▶ _JOB A_: Copy the records from the line containing "Could you spot the wooden pergola" through the line containing "point(778, 315)", both included, and reproduce those lines without any change.

▶ _EXCERPTED TEXT_:
☆ ☆ ☆ ☆

- Genre: Drama
- Developed by: ABS-CBN Regional Network Group
- Directed by: RD Alba
- Starring: Joel Torre Disi Alba Philip Anthony Liza Val Rae Sillana Bernard Cardona Angeline Aguilar Rommel Montano Chanda Romero Pilar Pilapil Luke Mejares Gino Antonio
- Country of origin: Philippines
- Original language: Cebuano
- No. of episodes: 348

Production
- Executive producer: Ron Valdueza
- Production location: Cebu City
- Running time: 30 min/day, 5 days a week

Original release
- Network: ABS-CBN Cebu
- Release: September 2, 2002 – January 2, 2004

= Kapalaran =

Kapalaran is a Filipino daytime television drama aired in the Cebuano language. It was aired by ABS-CBN Regional Network Group (now ABS-CBN Regional) which ran from September 2, 2002 to January 2, 2004 for a total of three seasons. It was re-aired on ABS-CBN Sports and Action, both ABS-CBN and TFC.

The series originally aired on September 2, 2002 every Monday to Friday at 4:30 to 5:00 pm before TV Patrol Regional on ABS-CBN Regional Network Group as a block timer by Alba Productions, but it got picked up to run of the first season on September 2, 2002 to April 16, 2003. And the second season picked up from April 21 to August 29, 2003. The third season picked up from September 1, 2003 to January 2, 2004.

==Synopsis==
Kapalaran is based on a fictional story about two families who are against each other but are contradicted by the love of their children. The show opens with the husband of Stella Mendoza (Liza Val) getting shot. But who shot him? Stella then blames the husband of Christina Castillo (Disi Alba) because of their past differences. As they go into the court hearings, Stella's daughter Theresa (Chelsea de la Serna) falls in love with the son of Christina Castillo, Raul (Giovanni de Vera). The murder case takes a turn when the evidences points to Stella murdering her own husband. As her verdict is announced, she goes crazy, takes a gun out of the holster of a court police officer, and shoots the detective who found the evidence Cesar Arman (Joel Torre).

☆ ☆ ☆ ☆

▶ _INPUT RECORDS_:
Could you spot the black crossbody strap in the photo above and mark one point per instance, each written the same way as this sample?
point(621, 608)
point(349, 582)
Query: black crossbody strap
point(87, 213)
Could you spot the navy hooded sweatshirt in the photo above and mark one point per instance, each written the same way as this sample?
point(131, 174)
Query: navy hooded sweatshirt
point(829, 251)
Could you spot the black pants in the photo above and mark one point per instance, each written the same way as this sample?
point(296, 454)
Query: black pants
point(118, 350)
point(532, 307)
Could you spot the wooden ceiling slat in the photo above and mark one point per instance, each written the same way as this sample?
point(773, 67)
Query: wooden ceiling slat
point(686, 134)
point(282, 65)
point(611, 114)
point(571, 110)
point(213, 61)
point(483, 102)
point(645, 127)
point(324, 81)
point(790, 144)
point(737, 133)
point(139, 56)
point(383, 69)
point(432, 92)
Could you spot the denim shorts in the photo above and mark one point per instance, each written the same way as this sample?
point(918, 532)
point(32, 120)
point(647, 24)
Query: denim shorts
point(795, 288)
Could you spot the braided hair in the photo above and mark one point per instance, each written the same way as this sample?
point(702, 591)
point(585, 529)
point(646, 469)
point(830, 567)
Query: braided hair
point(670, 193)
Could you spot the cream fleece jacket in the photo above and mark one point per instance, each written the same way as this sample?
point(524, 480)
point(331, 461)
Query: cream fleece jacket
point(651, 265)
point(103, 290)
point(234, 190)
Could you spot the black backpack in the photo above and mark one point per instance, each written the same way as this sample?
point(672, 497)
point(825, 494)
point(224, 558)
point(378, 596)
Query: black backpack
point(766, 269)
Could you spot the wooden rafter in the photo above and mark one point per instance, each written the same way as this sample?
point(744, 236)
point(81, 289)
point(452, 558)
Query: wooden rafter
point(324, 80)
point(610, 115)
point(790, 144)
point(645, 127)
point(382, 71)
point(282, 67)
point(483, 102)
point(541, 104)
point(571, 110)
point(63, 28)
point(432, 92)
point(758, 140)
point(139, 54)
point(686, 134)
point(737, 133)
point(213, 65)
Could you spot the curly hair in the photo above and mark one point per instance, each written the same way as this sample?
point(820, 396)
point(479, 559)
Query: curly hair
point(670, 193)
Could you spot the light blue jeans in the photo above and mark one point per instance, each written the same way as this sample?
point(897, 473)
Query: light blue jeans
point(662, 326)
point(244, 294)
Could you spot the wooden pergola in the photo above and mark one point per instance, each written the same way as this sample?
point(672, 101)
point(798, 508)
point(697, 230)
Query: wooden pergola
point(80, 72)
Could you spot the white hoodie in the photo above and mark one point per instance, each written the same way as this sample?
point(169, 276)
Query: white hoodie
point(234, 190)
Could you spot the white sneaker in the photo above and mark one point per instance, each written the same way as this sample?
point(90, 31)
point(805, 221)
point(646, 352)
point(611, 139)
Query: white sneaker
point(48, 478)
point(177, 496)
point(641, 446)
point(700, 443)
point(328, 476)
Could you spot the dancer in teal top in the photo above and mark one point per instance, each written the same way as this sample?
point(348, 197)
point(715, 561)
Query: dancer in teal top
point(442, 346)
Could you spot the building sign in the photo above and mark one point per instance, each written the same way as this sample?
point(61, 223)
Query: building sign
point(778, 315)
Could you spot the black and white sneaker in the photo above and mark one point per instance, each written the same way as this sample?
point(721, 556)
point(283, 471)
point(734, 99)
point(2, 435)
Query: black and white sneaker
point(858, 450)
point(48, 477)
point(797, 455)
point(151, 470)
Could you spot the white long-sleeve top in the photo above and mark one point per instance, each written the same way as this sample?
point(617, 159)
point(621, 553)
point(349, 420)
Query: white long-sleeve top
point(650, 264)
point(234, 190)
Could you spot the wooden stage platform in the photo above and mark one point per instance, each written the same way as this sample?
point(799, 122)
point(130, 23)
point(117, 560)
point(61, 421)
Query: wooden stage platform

☆ ☆ ☆ ☆

▶ _JOB B_: According to the Kapalaran article, in which city was the series produced?

▶ _FULL SOLUTION A_:
Could you spot the wooden pergola in the photo above and mark one point per instance, each written the same way as this sample?
point(672, 101)
point(798, 508)
point(697, 230)
Query: wooden pergola
point(80, 72)
Could you spot the white hoodie in the photo above and mark one point per instance, each written the same way as this sample?
point(169, 276)
Query: white hoodie
point(234, 190)
Could you spot the white sneaker in the photo above and mark one point per instance, each written the same way as this sample?
point(90, 31)
point(805, 221)
point(646, 352)
point(611, 139)
Query: white sneaker
point(48, 478)
point(177, 496)
point(641, 446)
point(700, 443)
point(328, 476)
Could you spot the dancer in teal top in the photo above and mark one point per instance, each written the same way as this sample?
point(348, 197)
point(715, 561)
Query: dancer in teal top
point(442, 346)
Could you spot the building sign in the photo above and mark one point per instance, each written the same way as this sample?
point(61, 223)
Query: building sign
point(778, 315)

▶ _FULL SOLUTION B_: Cebu City